[START]
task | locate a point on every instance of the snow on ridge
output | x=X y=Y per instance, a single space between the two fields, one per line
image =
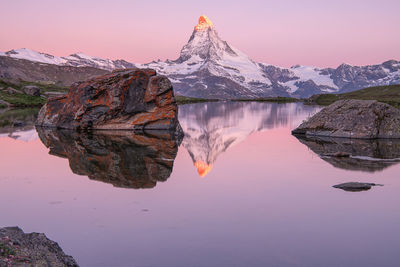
x=305 y=73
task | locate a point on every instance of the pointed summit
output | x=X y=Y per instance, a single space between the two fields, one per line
x=204 y=23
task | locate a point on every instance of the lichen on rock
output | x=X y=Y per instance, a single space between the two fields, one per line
x=359 y=119
x=129 y=99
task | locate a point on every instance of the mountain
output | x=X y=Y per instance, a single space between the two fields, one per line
x=74 y=60
x=209 y=67
x=14 y=69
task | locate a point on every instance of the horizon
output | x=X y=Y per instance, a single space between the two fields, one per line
x=342 y=35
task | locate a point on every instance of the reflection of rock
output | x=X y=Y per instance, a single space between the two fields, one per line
x=122 y=100
x=365 y=119
x=34 y=249
x=355 y=186
x=211 y=128
x=121 y=158
x=365 y=155
x=18 y=123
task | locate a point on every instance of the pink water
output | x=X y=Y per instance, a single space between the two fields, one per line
x=267 y=201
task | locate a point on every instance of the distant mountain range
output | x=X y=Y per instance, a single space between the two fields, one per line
x=209 y=67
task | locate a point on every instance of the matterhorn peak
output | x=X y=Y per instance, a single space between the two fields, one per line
x=204 y=23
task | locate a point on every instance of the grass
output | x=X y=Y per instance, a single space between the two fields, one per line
x=389 y=94
x=278 y=99
x=182 y=100
x=23 y=100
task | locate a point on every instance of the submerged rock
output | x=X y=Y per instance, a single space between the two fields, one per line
x=31 y=90
x=34 y=249
x=363 y=119
x=132 y=99
x=355 y=186
x=355 y=154
x=121 y=158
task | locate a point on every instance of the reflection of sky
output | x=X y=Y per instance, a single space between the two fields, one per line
x=267 y=202
x=212 y=128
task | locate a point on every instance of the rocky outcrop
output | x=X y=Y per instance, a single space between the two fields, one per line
x=34 y=249
x=355 y=154
x=355 y=186
x=134 y=99
x=31 y=90
x=361 y=119
x=121 y=158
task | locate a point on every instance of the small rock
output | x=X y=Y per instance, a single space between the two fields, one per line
x=355 y=186
x=31 y=90
x=358 y=119
x=34 y=249
x=340 y=155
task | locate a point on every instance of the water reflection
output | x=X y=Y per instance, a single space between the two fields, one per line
x=365 y=155
x=121 y=158
x=211 y=128
x=18 y=123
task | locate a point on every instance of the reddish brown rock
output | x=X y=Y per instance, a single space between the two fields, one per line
x=121 y=158
x=132 y=99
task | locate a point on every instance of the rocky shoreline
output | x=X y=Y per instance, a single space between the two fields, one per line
x=34 y=249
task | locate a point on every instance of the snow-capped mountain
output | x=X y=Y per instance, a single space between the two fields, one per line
x=75 y=60
x=212 y=128
x=209 y=67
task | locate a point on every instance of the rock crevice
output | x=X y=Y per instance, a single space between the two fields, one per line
x=133 y=99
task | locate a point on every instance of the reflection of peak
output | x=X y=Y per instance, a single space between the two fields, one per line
x=202 y=168
x=212 y=128
x=204 y=23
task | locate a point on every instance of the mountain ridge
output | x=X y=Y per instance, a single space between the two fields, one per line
x=209 y=67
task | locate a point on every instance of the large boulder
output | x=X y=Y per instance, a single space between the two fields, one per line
x=132 y=99
x=31 y=90
x=362 y=119
x=121 y=158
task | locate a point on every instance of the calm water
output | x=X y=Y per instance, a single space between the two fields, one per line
x=239 y=191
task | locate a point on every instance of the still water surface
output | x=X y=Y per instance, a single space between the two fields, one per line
x=239 y=190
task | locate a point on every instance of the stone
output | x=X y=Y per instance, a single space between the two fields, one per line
x=359 y=119
x=31 y=90
x=34 y=249
x=366 y=155
x=124 y=159
x=355 y=186
x=12 y=91
x=129 y=99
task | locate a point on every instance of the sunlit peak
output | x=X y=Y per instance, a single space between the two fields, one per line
x=204 y=23
x=202 y=168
[END]
DIRECTIVE. Rewrite every item with "locate" replaced by "mark" and nothing else altered. Omit the pictures from the rewritten items.

SOLUTION TO THE PROBLEM.
task | mark a point on every instance of the snow on ridge
output | x=X y=Y per instance, a single space between the two fields, one per line
image =
x=305 y=73
task | mark a point on every instance of the pointed summit
output | x=X y=Y per instance, a single space between the two fields, one per line
x=204 y=23
task | mark a point on every instance of the lichen on rock
output | x=X y=Y per instance, a single space between the two fields, one per line
x=359 y=119
x=129 y=99
task | mark a point on every instance of the mountain
output | x=X y=Y per instance, a single space between the two fields, one per line
x=74 y=60
x=209 y=67
x=14 y=69
task | mark a point on every instance of the horizon
output | x=X y=Y per instance, a single space between the two fields, one per line
x=342 y=35
task | mark a point on every instance of the reflection of rock
output | x=X y=Y per instance, a single space between the two fields, one per line
x=122 y=100
x=365 y=119
x=34 y=249
x=355 y=186
x=211 y=128
x=121 y=158
x=365 y=155
x=18 y=123
task | mark a point on every instance of the pink water
output | x=X y=Y per instance, a single space between the two fields, one per line
x=267 y=201
task | mark a point on every instance of the distant mountain range
output | x=X y=Y per instance, a single space between the two fields, one per line
x=209 y=67
task | mark a point on every instance of the matterhorn peak
output | x=X y=Y per instance, a single space between the two fields, one per line
x=204 y=23
task | mark a point on every instance of the grass
output | x=X y=Y per instance, a single space between the two fields, one per line
x=389 y=94
x=278 y=99
x=182 y=100
x=23 y=100
task | mark a point on every instance of the submerged rock
output | x=X y=Y per instance, a single space between the two fields, one per line
x=31 y=90
x=34 y=249
x=363 y=119
x=132 y=99
x=355 y=186
x=355 y=154
x=121 y=158
task | mark a point on every instance of the reflection of sky
output | x=X y=Y per instance, a single space between the two fields, one per line
x=267 y=202
x=212 y=128
task | mark a point on every instance of the rocky outcrop
output | x=X y=Y per instance, a single space between the two fields, one per line
x=34 y=249
x=355 y=154
x=355 y=186
x=134 y=99
x=31 y=90
x=361 y=119
x=121 y=158
task | mark a point on every instance of the small rock
output | x=X y=Y per instance, a single space between the two fields, one per line
x=355 y=186
x=31 y=90
x=358 y=119
x=34 y=249
x=340 y=155
task | mark a point on every instance of the water reflection
output | x=X y=Y per instance, a single space between the two fields, one per line
x=365 y=155
x=121 y=158
x=211 y=128
x=18 y=123
task | mark a point on every instance of the reddish brown rock
output | x=X y=Y per instance, a single space between the two fields, one per line
x=121 y=158
x=132 y=99
task | mark a point on every instance of the rocky shoreline
output | x=X y=Y per instance, a single space between the two fields, one per line
x=34 y=249
task | mark a point on every instance of the snow-capped mountain
output | x=X y=Y per instance, a single space between the two fields, one per line
x=75 y=60
x=212 y=128
x=209 y=67
task | mark a point on every instance of the rock crevice
output | x=X y=Y per instance, a single space between the two fields, one per line
x=133 y=99
task | mark a point on every instance of the reflection of peak
output | x=X y=Y per instance, a single space between the two fields, one per line
x=202 y=168
x=212 y=128
x=204 y=23
task | mark a point on every instance of the mountain ridge
output | x=X y=Y per instance, a single space between the two fields, one per line
x=209 y=67
task | mark a point on every instance of the large boulder
output | x=X y=Y per instance, a single space between the two fields, one per line
x=132 y=99
x=31 y=90
x=362 y=119
x=121 y=158
task | mark a point on every instance of the calm water
output | x=X y=Y per instance, a single space between the two fields, one per line
x=239 y=191
task | mark a point on every instance of the still water surface
output | x=X y=Y per instance, a single space between the two fields, one per line
x=239 y=190
task | mark a point on every instance of the stone
output | x=X y=Y per instance, a single space between the two fields, one per line
x=359 y=119
x=31 y=90
x=34 y=249
x=366 y=155
x=124 y=159
x=355 y=186
x=12 y=91
x=129 y=99
task | mark a point on every instance of the sunlit peak
output | x=X y=Y per instance, a single space between the two fields, one per line
x=204 y=23
x=202 y=168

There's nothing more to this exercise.